## Task instructions
Write out each line exactly as it stands, please.
++++
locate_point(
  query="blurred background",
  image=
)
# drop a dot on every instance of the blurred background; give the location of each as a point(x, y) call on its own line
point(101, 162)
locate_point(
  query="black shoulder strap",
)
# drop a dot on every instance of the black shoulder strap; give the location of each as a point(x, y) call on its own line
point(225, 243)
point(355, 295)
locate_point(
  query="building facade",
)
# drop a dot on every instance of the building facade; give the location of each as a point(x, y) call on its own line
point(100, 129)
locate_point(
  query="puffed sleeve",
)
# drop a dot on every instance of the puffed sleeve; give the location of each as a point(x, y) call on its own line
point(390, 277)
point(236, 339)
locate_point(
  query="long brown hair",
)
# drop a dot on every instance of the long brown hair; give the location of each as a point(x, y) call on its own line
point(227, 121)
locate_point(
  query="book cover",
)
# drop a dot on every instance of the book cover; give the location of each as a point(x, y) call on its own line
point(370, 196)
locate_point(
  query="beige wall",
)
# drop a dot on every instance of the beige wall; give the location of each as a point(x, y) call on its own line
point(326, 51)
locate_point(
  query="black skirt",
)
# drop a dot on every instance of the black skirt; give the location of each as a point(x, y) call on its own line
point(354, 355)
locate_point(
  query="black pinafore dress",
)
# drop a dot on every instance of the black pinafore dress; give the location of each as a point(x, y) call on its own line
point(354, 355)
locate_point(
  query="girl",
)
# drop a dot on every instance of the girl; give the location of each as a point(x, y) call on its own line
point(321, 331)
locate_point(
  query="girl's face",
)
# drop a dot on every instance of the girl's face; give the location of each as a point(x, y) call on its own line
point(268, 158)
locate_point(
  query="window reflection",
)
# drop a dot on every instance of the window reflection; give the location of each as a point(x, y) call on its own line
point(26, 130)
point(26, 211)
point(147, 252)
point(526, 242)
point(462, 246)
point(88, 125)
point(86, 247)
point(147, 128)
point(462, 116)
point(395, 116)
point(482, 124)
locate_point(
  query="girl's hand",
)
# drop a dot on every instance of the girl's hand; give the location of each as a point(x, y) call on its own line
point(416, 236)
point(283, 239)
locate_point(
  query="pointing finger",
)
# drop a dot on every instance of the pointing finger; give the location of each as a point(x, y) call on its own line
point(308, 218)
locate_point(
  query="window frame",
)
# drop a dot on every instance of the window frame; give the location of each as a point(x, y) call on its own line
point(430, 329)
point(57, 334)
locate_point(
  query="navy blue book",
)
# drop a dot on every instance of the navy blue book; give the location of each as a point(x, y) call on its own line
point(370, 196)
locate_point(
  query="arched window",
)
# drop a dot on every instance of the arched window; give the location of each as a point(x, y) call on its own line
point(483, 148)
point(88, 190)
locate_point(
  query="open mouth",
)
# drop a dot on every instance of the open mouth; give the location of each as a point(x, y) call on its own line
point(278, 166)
++++
## Output for this exercise
locate_point(
  query="blurred background",
  image=
)
# drop a dot on every instance of the blurred background; give the location of each as a point(x, y) call on its own line
point(101, 162)
locate_point(
  query="black shoulder strap",
)
# drop a dot on every instance of the black shoulder strap; give the location of each as a point(x, y) call on its own line
point(225, 243)
point(355, 295)
locate_point(
  query="building facade",
)
# drop a dot on every instance of the building facade; give the location of each as a point(x, y) call on its own line
point(100, 129)
locate_point(
  query="puffed sleeve",
)
# drop a dot on every instance of the puffed sleeve; give the location of each as a point(x, y) call on its own line
point(390, 277)
point(236, 339)
locate_point(
  query="long brown hair",
)
# drop a dot on every instance of the long brown hair; give the location of each as a point(x, y) call on its own line
point(227, 121)
locate_point(
  query="book cover",
)
# drop a dot on every instance of the book cover; give the location of each as a point(x, y) call on its own line
point(370, 196)
locate_point(
  query="beige wall",
)
# drop a dot on every instance of the beige wall; give the location of each as a point(x, y) call on its own line
point(326, 51)
locate_point(
  query="black skirt",
)
# drop a dot on every instance of the black skirt; give the location of each as a point(x, y) call on its own line
point(354, 355)
locate_point(
  query="black pinafore dress",
)
# drop a dot on every instance of the black pinafore dress; give the location of each as a point(x, y) call on its own line
point(354, 355)
locate_point(
  query="girl",
)
# drop a dot on every instance of the girl; give the location of each as a point(x, y) call on its own line
point(321, 331)
locate_point(
  query="girl's face",
)
# drop a dot on every instance of the girl's face; give the location of each as a point(x, y) call on its own line
point(268, 158)
locate_point(
  query="window reflection",
)
# drop a dot on every instance of the window reflection; give the location of each as a point(x, y) call on its own line
point(26, 130)
point(26, 211)
point(147, 252)
point(526, 242)
point(462, 246)
point(88, 125)
point(86, 247)
point(147, 128)
point(462, 116)
point(395, 116)
point(482, 124)
locate_point(
  query="girl's hand",
)
# drop a dot on every instance of the girl's hand; give the location of each as a point(x, y) call on its own line
point(416, 236)
point(283, 239)
locate_point(
  query="pointing finger",
)
# drop a dot on every instance of the pointing finger; give the location of each as a point(x, y) call on its own line
point(308, 218)
locate_point(
  query="window frame",
)
# drop a dot on every instance of the window frame; give the location of each as a point(x, y) call on its own line
point(430, 329)
point(57, 334)
locate_point(
  query="navy blue book",
)
# drop a dot on every instance of the navy blue book; give the location of each as a point(x, y) call on its own line
point(370, 196)
locate_point(
  query="arched window",
)
# drop a dot on every instance of the arched window; give the location of each as a point(x, y) call on its own line
point(483, 148)
point(88, 190)
locate_point(
  query="open mouth",
)
# drop a dot on every instance of the open mouth; give the location of each as a point(x, y) call on its own line
point(278, 166)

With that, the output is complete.